» **Texte fourni**
::::

Parallèlement à une carrière de soliste international, il a dirigé plusieurs orchestres, l'Orchestre Philharmonique de Séoul, l’Orchestre Kosei de Tokyo, l'Orchestre Philharmonique de Radio France et bien d'autres encore.

"Depuis l’âge de 14 ans, raconte-t-il, beaucoup sont venus me voir pour me demander mon avis sur ce qu'ils jouaient." Paul Meyer donnait alors sa vision des choses en l'accompagnant de mouvements des mains.

"Je me suis rendu compte que j’avais un geste que les gens comprenaient." Ce geste que Paul Meyer met depuis au service de grandes formations philharmoniques ou d'orchestres de chambre.

Le travail d'un chef d'orchestre commence seul, face à l'œuvre, aux partitions et à ce qu'il voudrait exprimer. C'est en cela que Paul Meyer compare le travail de chef d'orchestre à celui d'un metteur en scène : "Comment on interprète la partition, la mise en valeur des musiciens", explique-t-il.

::::

» **Enregistrements extraits**
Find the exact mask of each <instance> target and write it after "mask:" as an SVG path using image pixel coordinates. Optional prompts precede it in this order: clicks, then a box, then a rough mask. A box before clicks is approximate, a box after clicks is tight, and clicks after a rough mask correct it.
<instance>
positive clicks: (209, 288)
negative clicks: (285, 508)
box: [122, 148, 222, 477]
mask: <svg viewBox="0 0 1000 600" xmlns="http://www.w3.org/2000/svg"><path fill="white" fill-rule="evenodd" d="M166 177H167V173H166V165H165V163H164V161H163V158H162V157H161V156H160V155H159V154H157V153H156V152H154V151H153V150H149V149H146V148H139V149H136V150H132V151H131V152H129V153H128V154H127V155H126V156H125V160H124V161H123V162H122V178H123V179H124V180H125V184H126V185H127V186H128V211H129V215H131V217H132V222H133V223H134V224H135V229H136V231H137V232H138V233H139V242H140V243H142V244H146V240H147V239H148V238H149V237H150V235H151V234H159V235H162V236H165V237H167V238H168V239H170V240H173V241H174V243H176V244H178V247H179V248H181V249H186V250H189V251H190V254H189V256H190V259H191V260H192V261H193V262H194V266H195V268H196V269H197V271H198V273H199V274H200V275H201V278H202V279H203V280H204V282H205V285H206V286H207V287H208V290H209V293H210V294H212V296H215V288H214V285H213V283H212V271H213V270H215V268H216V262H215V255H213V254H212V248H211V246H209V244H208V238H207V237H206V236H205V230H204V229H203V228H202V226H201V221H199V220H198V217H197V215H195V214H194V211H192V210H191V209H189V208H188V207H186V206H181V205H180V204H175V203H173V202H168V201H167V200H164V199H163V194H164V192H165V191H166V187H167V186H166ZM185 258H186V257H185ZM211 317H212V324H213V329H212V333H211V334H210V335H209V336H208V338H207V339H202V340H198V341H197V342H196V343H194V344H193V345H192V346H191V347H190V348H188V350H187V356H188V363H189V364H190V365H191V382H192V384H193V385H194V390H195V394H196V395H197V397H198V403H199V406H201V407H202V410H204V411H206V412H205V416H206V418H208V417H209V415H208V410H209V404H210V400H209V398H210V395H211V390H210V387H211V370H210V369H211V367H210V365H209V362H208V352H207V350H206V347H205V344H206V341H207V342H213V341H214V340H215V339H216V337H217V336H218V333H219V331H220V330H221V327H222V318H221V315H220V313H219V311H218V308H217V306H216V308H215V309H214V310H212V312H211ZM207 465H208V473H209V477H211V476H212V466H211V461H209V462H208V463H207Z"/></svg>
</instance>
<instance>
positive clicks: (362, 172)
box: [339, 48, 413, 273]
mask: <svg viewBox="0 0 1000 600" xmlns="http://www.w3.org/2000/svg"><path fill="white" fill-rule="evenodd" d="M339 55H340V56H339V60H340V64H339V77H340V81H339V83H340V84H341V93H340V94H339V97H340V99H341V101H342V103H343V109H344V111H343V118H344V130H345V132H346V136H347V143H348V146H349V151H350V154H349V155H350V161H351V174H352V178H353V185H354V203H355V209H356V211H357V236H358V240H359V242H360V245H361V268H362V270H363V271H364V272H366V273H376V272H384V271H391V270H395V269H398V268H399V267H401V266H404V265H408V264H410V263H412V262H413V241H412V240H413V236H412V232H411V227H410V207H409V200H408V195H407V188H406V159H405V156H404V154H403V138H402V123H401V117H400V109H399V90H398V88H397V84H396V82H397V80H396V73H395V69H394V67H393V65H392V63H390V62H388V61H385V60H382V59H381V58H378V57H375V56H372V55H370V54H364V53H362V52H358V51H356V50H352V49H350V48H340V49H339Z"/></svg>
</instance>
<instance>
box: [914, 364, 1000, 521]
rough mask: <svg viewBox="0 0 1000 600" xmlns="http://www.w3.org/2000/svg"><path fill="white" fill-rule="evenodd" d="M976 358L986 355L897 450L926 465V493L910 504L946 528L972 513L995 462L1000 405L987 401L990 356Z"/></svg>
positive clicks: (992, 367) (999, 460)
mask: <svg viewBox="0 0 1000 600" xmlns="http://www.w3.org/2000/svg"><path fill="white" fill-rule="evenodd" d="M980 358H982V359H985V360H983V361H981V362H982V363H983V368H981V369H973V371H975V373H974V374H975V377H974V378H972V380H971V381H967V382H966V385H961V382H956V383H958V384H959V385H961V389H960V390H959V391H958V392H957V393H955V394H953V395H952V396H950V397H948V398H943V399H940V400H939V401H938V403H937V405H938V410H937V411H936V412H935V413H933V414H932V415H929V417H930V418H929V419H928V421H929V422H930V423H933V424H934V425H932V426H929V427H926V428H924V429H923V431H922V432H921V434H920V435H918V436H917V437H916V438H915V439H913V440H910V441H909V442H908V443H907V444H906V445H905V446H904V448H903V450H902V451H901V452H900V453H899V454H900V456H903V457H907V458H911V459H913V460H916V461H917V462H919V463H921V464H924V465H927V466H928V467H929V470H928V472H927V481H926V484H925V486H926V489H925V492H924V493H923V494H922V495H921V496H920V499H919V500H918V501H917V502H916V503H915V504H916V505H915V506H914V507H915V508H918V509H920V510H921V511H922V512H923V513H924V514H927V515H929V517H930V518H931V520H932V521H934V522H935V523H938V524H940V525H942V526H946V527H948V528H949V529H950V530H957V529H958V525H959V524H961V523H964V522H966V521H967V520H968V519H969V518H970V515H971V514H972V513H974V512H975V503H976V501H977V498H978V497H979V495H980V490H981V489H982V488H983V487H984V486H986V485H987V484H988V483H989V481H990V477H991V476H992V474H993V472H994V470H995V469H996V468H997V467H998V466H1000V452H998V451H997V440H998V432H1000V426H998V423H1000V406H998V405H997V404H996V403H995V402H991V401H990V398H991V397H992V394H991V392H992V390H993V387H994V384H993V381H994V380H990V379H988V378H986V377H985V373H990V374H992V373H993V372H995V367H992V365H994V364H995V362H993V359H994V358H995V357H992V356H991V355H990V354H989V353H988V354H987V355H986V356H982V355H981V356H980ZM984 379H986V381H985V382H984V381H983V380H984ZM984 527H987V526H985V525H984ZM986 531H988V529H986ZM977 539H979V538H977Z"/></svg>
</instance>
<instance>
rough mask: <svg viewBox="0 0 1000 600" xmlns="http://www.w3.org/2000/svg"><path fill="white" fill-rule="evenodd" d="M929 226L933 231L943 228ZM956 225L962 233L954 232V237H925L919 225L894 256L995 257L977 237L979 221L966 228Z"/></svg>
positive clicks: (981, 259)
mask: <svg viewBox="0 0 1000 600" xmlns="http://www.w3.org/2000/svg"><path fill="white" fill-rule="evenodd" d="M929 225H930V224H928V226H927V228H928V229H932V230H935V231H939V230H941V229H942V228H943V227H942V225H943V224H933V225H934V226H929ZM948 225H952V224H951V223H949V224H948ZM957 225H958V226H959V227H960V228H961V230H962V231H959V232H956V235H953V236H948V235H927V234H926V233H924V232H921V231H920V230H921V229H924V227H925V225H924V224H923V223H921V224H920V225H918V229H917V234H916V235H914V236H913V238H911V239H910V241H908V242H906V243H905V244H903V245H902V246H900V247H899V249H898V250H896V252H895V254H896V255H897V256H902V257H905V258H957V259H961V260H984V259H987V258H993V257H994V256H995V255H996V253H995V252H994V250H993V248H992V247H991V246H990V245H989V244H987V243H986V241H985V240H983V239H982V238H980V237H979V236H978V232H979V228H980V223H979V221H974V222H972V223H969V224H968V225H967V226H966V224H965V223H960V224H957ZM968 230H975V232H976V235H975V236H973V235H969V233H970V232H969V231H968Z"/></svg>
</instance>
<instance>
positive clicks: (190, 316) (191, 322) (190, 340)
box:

::::

» **Liste des activités**
1/ Répondez brièvement à ces questions d'après le texte fourni :
(a) Quel orchestre de Tokyo Paul Meyer a-t-il dirigé ?
(b) Depuis quel âge, selon lui, lui demande-t-on son avis sur ce que l'on joue ?
(c) À quel métier compare-t-il le travail de chef d'orchestre ?
2/ Montrez, s'il vous plaît, chaque ligne des enregistrements qui contient la chaîne "clicks", en tenant compte de la casse.

» **Réponses aux activités**
1/
(a) L'Orchestre Kosei de Tokyo.
(b) Depuis l'âge de 14 ans.
(c) Au métier de metteur en scène.

2/
Find the exact mask of each <instance> target and write it after "mask:" as an SVG path using image pixel coordinates. Optional prompts precede it in this order: clicks, then a box, then a rough mask. A box before clicks is approximate, a box after clicks is tight, and clicks after a rough mask correct it.
positive clicks: (209, 288)
negative clicks: (285, 508)
positive clicks: (362, 172)
positive clicks: (992, 367) (999, 460)
positive clicks: (981, 259)
positive clicks: (190, 316) (191, 322) (190, 340)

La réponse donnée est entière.